EXTRAIT DU DOCUMENT:
######

Ned Ludd faisait partie des ouvriers qualifiés qui formaient une faction radicale connue sous le nom de Luddites. L’opposition luddite à l’industrialisation – la technologisation de l’époque – a commencé à Nottingham et, à partir de 1811, s’est étendue à d’autres régions du pays. En l’espace de cinq ans, elle a provoqué la fusillade des manifestants, la répression judiciaire, la transportation pénale et les exécutions.
Le nom de Ludd est encore utilisé aujourd’hui pour désigner toute personne opposée à l’industrialisation, à l’automatisation, à l’informatisation ou à l’utilisation des nouvelles technologies en général. Ils sont tous susceptibles d’être qualifiés de luddites, en tant qu’opposants irréductibles à la grande marche du progrès. À son époque, la pauvreté était endémique. Les conditions de vie étaient épouvantables. L’Angleterre était en pleine révolution industrielle et en guerre contre Napoléon. Le présent était déjà assez mauvais, mais pour les pauvres analphabètes et privés de leurs droits, il n’était pas irrationnel de craindre un avenir qui n’aurait aucune utilité pour leur travail manuel.

######

INFORMATIONS FOURNIES:
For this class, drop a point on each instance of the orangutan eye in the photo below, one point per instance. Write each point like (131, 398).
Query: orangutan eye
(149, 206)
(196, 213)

######

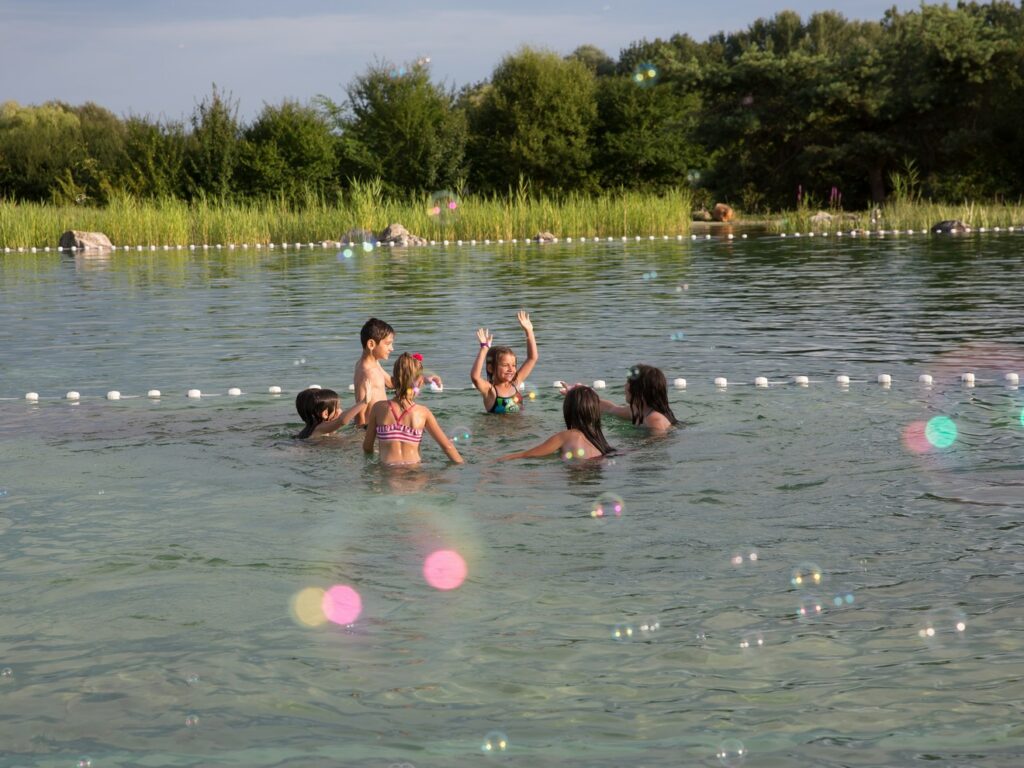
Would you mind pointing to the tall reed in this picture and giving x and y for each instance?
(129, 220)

######

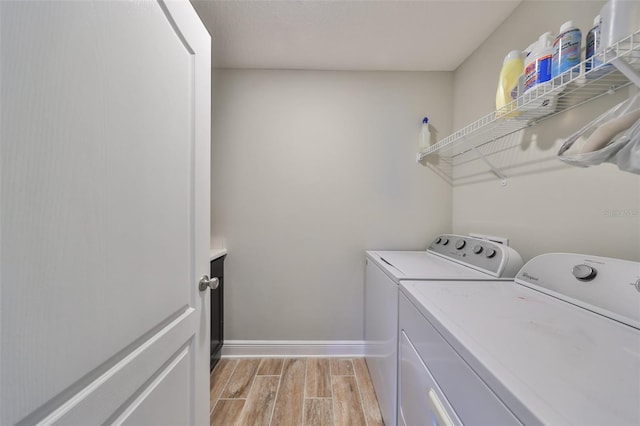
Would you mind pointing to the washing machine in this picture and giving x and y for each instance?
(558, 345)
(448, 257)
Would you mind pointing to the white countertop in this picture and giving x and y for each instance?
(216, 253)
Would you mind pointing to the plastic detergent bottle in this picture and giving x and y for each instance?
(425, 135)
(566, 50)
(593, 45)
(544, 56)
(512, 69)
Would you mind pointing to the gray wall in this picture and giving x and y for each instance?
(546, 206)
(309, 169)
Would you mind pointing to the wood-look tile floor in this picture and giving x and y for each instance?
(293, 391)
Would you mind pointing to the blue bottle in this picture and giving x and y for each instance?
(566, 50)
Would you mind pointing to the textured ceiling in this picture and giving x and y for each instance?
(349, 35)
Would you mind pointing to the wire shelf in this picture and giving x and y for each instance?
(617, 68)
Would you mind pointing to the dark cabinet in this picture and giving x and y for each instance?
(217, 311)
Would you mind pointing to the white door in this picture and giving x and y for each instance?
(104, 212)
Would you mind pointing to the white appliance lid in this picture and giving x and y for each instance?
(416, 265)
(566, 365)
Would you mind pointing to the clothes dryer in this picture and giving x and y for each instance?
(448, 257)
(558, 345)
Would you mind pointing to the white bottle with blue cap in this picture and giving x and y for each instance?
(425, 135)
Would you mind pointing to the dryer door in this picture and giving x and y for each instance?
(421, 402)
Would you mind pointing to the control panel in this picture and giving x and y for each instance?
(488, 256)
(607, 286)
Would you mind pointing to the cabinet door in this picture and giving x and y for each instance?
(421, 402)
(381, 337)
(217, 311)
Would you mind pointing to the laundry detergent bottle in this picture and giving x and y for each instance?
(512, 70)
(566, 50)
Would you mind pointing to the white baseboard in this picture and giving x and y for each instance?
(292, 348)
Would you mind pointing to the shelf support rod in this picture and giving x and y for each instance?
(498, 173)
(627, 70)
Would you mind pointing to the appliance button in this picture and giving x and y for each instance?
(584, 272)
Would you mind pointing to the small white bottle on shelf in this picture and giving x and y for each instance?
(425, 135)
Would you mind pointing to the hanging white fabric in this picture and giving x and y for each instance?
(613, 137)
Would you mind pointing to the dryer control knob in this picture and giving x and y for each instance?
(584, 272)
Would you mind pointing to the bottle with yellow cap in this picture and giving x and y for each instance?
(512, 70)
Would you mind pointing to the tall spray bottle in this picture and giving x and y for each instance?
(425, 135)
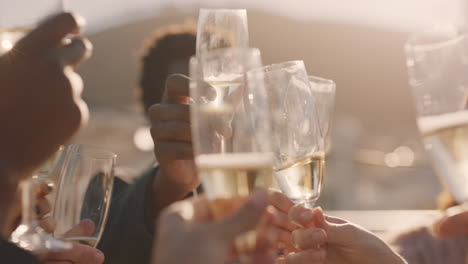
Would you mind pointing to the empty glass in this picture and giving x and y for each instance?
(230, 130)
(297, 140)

######

ACTION À MENER:
D'après le texte sur les Luddites :
(a) Dans quelle ville l'opposition luddite a-t-elle commencé ?
(b) À partir de quelle année s'est-elle étendue à d'autres régions du pays ?
(c) Contre qui l'Angleterre était-elle en guerre à l'époque de Ludd ?
On peut se passer du matériel fourni.

TÂCHE ACCOMPLIE:
(a) À Nottingham.
(b) À partir de 1811.
(c) Contre Napoléon.